--- Start ---
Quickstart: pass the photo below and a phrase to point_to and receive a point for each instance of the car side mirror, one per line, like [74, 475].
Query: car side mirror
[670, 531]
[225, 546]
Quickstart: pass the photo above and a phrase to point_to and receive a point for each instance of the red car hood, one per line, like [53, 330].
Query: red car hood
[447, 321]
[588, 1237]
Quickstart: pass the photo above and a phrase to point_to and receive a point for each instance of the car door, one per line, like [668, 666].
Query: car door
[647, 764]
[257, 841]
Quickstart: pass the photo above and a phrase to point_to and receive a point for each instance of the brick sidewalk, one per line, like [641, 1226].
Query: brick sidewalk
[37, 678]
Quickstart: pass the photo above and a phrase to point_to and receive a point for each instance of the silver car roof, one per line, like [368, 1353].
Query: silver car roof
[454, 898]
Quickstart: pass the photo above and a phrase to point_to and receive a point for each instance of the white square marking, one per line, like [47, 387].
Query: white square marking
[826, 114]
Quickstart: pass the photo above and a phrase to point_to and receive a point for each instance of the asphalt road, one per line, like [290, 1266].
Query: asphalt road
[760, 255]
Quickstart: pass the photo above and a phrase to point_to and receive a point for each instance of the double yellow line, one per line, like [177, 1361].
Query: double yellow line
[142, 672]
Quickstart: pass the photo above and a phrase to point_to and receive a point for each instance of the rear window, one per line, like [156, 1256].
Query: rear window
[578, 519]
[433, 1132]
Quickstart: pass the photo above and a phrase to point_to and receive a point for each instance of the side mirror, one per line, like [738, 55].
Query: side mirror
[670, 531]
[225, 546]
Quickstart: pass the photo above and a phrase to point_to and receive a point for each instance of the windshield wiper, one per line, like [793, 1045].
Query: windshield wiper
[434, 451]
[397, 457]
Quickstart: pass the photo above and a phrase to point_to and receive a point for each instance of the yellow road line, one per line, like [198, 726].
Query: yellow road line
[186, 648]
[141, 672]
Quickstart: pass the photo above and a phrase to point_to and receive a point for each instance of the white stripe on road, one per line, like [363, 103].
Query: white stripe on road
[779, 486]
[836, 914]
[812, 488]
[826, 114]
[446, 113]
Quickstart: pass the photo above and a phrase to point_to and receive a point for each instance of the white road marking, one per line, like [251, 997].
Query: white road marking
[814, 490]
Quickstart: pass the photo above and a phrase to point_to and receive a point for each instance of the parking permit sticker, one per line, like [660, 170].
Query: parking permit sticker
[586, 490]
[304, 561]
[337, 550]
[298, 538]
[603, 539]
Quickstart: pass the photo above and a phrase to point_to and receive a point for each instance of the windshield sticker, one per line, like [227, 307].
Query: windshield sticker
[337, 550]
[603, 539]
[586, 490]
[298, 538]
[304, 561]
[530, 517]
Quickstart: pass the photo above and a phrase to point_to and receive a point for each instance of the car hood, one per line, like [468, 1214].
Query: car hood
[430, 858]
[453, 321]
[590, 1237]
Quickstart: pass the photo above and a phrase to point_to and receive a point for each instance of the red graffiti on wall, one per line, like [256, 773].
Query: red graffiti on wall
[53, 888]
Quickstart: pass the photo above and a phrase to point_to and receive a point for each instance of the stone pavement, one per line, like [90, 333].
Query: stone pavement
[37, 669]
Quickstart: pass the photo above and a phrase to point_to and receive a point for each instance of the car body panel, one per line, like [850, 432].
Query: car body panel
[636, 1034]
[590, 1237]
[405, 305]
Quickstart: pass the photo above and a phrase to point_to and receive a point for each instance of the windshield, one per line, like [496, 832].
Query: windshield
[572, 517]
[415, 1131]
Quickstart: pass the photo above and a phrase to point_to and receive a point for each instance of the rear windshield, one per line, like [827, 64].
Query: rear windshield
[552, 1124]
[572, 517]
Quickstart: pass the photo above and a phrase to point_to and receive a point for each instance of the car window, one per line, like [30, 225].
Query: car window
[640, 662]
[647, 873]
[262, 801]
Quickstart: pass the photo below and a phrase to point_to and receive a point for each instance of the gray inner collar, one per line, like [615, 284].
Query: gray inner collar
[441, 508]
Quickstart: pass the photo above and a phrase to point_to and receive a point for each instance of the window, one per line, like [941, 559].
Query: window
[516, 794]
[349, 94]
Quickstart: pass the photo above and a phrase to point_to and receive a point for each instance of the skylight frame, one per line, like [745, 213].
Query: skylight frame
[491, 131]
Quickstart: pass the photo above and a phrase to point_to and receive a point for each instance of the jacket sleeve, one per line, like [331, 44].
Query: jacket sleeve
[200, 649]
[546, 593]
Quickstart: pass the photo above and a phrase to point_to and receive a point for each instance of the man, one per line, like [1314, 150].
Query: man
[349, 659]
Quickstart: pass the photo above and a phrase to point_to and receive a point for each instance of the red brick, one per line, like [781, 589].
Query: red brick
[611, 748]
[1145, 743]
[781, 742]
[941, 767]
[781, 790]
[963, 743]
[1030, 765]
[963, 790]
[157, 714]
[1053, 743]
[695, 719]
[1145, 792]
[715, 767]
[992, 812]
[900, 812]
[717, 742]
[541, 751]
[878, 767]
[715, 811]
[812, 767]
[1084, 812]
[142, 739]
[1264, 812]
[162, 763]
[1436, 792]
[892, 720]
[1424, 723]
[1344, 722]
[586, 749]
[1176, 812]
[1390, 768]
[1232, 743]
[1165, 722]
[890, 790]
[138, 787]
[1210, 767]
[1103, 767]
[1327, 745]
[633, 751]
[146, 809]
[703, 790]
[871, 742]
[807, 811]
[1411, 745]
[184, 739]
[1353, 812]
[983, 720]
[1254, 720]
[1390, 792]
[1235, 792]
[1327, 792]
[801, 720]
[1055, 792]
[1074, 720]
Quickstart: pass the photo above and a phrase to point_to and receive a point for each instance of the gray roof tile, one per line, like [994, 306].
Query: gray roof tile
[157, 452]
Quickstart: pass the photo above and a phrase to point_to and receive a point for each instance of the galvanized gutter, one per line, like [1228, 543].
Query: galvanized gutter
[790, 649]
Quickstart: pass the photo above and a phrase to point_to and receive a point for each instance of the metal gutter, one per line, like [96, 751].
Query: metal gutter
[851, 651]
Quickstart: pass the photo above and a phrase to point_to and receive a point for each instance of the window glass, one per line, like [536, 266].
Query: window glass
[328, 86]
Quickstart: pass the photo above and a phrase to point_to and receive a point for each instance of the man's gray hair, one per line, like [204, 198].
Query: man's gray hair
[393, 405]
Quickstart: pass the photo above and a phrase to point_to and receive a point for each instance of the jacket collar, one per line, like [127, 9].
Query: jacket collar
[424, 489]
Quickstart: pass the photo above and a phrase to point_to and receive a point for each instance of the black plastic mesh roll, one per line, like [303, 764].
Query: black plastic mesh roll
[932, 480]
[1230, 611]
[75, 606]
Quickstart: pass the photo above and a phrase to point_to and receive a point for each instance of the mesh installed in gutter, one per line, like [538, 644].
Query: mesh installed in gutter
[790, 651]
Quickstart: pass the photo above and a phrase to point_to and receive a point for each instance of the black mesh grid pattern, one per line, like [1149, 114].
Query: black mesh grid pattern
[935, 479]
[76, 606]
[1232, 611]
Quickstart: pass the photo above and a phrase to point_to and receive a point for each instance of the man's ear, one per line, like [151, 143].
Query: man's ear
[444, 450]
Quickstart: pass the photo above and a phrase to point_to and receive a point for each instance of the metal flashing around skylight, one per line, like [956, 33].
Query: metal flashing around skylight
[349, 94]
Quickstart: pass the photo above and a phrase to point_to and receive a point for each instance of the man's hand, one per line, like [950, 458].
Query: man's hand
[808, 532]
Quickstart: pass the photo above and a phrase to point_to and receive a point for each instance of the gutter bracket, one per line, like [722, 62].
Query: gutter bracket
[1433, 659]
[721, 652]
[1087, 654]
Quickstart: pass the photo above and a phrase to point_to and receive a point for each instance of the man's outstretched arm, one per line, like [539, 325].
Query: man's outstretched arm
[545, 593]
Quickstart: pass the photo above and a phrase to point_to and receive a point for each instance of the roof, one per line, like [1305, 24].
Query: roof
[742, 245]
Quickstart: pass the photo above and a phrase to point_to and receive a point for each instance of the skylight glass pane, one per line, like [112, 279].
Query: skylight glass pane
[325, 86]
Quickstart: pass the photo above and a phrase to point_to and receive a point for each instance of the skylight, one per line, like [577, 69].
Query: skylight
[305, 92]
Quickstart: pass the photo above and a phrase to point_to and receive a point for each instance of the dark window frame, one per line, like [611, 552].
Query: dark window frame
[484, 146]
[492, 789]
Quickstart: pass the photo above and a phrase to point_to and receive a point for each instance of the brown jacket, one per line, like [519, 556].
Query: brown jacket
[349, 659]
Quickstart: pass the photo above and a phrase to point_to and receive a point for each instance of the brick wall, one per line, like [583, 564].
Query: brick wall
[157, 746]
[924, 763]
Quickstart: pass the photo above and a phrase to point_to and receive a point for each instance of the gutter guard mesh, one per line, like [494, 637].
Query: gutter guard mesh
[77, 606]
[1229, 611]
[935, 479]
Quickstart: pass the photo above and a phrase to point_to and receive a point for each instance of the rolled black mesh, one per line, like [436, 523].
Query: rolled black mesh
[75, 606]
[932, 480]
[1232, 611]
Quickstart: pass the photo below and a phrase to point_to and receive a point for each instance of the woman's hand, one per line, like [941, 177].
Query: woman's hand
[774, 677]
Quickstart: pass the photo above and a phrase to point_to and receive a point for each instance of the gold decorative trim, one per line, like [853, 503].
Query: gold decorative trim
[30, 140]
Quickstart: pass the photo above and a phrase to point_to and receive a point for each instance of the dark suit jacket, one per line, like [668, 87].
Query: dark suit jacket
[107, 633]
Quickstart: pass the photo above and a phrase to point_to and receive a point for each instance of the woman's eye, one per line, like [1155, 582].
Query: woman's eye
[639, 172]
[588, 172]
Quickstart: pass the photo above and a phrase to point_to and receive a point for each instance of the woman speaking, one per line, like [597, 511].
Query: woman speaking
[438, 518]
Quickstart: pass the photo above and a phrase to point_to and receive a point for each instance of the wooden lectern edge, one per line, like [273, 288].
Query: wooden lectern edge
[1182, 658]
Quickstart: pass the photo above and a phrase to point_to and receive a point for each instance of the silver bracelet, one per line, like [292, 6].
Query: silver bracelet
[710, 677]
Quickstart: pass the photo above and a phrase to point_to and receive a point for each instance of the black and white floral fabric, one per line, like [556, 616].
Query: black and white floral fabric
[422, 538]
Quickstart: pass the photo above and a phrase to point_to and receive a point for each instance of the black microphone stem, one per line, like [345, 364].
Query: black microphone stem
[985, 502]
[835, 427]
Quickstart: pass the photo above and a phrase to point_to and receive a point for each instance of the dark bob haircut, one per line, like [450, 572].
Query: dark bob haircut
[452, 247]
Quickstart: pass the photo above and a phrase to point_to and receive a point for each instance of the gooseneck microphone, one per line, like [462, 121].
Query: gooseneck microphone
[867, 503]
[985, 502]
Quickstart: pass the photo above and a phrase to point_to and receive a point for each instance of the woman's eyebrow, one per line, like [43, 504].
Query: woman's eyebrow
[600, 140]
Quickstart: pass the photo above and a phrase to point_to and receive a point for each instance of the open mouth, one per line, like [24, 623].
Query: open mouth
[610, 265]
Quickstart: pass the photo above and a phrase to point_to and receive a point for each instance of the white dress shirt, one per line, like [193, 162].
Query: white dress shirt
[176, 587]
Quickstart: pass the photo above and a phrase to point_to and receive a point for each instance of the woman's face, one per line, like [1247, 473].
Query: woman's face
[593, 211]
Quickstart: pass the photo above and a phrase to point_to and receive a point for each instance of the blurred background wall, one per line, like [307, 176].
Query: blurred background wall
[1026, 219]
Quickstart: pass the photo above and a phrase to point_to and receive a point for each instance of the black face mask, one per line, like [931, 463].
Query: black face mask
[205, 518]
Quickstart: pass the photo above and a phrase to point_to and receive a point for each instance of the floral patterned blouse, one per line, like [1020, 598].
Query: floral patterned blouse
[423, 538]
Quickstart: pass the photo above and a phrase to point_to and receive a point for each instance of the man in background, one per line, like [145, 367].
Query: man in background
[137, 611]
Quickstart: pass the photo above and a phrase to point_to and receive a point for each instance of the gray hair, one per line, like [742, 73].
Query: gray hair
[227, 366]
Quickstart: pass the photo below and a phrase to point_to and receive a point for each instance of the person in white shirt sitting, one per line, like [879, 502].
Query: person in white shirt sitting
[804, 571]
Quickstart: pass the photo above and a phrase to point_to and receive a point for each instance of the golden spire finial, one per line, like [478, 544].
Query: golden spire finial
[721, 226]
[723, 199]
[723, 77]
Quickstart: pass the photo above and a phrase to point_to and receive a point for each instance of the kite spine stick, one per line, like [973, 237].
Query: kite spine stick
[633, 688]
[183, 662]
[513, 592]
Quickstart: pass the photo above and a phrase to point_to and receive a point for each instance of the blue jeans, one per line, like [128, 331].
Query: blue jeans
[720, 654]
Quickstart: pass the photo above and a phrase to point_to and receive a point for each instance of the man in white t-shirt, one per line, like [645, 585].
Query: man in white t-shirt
--- End ---
• [Problem requirements] Express the lines from the one containing "like [742, 73]." through the final line above as a JSON list of strings, with one string per line and blank lines omitted.

• [Output for this task]
[
  "Quickstart: pass the photo above and a phrase to point_to and receive a point for each instance of the gray hair, one per line, like [742, 73].",
  "Query: gray hair",
  "[227, 366]",
  "Quickstart: pass the photo below and a phrase to point_to and receive a point for each instance of the person in white shirt sitting, one per line, like [879, 502].",
  "Query: person in white shirt sitting",
  "[804, 571]",
  "Quickstart: pass the photo above and a phrase to point_to and receive a point for each instance of the golden spire finial, one per line, like [478, 544].",
  "Query: golden spire finial",
  "[721, 226]",
  "[723, 199]",
  "[723, 77]",
  "Quickstart: pass the photo above and a phrase to point_to and receive a point for each instance of the kite spine stick, one per line, like [973, 237].",
  "Query: kite spine stick",
  "[633, 688]",
  "[183, 662]",
  "[513, 592]",
  "Quickstart: pass the photo above and a phrase to point_to and receive a point for each instance of the blue jeans, one per line, like [128, 331].",
  "Query: blue jeans",
  "[720, 654]",
  "Quickstart: pass the photo above and a phrase to point_to and receive a point for each instance of the man in white t-shirt, one per line, like [645, 585].",
  "Query: man in white t-shirt"
]